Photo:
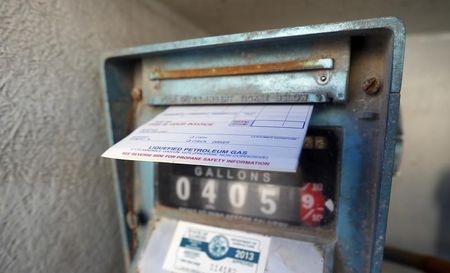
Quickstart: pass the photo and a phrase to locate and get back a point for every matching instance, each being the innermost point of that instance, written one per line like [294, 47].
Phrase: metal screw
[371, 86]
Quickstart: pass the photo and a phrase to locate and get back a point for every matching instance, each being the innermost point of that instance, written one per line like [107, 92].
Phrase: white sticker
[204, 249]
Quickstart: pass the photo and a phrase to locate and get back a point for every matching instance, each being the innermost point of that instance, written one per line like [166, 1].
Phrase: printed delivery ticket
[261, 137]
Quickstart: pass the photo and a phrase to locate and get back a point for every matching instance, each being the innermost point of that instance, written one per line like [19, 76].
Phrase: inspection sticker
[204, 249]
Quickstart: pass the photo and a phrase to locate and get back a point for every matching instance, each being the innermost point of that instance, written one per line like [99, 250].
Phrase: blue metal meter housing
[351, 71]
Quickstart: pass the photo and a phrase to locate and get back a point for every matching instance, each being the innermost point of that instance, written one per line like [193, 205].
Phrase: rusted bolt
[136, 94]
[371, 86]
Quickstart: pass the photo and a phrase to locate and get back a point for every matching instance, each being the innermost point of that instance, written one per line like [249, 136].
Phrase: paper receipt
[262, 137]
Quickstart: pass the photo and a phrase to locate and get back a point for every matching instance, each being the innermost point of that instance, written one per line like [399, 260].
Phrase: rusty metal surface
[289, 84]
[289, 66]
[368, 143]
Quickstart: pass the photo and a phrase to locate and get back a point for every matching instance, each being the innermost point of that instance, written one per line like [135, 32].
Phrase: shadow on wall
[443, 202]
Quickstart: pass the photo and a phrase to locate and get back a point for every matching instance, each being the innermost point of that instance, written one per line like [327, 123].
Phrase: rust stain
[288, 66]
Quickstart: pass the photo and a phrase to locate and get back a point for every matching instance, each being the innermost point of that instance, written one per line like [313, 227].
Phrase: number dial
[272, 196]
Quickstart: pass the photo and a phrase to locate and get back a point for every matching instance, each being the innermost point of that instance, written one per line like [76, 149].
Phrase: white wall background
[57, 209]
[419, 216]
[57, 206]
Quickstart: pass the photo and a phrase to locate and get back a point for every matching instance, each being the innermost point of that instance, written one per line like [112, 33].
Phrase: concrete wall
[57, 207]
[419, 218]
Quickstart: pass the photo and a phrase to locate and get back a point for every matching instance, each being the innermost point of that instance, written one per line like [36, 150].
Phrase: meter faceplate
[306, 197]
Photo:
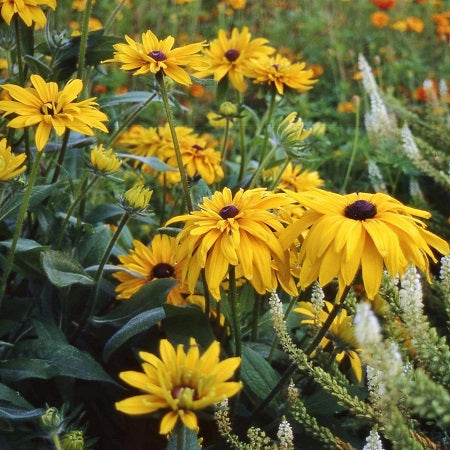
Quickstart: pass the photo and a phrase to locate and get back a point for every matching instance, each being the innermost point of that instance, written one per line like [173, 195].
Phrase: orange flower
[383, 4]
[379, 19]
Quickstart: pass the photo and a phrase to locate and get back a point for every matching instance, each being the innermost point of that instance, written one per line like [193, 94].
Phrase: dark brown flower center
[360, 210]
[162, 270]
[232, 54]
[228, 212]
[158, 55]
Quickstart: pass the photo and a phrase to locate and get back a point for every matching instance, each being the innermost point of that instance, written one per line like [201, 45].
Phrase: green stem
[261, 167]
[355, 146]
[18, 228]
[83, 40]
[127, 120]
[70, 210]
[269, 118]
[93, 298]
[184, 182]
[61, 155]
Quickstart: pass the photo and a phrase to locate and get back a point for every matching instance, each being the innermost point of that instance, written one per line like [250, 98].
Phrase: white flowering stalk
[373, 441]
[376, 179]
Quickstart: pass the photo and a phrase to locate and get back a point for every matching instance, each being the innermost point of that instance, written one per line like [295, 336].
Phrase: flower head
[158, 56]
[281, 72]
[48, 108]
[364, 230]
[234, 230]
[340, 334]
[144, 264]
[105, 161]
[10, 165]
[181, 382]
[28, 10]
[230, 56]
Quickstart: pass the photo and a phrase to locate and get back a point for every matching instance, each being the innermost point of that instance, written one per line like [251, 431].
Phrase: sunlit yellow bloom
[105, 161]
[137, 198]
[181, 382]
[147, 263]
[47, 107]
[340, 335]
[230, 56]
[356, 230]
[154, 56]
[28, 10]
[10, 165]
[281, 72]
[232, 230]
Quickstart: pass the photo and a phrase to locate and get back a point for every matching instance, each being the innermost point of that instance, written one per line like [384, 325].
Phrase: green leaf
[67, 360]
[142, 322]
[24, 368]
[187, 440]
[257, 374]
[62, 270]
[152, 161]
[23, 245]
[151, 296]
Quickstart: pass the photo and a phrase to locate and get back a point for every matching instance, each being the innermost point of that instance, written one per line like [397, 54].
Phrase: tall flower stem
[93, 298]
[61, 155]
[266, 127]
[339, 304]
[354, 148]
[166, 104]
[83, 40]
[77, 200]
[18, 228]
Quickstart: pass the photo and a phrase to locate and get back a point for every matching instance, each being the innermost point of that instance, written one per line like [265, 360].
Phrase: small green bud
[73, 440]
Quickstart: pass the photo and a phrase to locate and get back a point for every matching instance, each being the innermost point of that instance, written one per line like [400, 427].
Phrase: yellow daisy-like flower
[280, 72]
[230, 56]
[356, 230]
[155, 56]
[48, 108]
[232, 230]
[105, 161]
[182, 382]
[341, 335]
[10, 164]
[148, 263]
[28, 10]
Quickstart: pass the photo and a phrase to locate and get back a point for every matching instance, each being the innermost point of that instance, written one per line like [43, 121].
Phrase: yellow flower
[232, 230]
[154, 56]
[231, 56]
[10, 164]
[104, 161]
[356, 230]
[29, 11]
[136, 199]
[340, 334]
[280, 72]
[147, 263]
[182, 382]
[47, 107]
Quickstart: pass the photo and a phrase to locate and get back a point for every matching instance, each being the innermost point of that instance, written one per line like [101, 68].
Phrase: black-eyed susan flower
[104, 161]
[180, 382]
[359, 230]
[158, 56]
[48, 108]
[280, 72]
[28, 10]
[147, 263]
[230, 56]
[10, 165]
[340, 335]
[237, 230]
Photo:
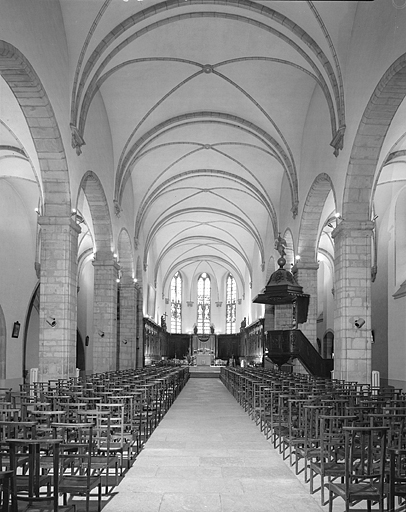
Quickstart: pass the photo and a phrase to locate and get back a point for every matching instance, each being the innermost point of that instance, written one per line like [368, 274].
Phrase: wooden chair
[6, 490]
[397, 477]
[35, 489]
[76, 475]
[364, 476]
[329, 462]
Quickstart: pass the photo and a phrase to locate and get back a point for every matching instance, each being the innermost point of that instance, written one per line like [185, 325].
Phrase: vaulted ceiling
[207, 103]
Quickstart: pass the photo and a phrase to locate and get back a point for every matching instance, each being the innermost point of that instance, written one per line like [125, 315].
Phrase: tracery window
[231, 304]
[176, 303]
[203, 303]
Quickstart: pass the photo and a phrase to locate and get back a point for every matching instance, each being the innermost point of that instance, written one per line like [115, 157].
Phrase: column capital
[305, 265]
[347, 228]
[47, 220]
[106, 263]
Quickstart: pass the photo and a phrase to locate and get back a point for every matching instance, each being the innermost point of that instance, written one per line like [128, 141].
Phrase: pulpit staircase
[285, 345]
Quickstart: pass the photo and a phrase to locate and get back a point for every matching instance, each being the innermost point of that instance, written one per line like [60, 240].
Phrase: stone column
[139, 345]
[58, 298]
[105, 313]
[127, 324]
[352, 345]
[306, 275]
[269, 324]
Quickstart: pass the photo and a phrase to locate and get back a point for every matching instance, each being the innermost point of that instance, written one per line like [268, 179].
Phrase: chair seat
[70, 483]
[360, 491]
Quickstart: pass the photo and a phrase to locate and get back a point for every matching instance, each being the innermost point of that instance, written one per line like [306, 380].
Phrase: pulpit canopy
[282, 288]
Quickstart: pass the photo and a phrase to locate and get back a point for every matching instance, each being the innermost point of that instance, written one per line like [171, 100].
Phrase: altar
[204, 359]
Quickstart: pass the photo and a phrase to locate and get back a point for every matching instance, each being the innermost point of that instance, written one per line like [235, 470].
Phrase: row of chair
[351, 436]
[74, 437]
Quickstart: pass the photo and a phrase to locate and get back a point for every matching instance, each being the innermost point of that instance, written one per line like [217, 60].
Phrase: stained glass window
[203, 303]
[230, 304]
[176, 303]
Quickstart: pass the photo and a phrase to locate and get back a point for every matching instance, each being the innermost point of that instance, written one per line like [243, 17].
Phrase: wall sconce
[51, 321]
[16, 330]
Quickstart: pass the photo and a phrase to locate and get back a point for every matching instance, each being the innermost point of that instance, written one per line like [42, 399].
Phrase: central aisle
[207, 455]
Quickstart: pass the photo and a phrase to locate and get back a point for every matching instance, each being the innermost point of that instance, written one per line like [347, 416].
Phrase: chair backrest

- - - - -

* [Exercise task]
Reproduce the lines from the one containing "like [347, 416]." through the end of the records, swapping "backrest" for "armrest" and keeping everything else unchanged.

* [The reply]
Quickstart: pass the photo and a phrase to locate and get back a point for every matching instance, each being the innermost point of that instance, written one per line like [347, 416].
Phrase: chair armrest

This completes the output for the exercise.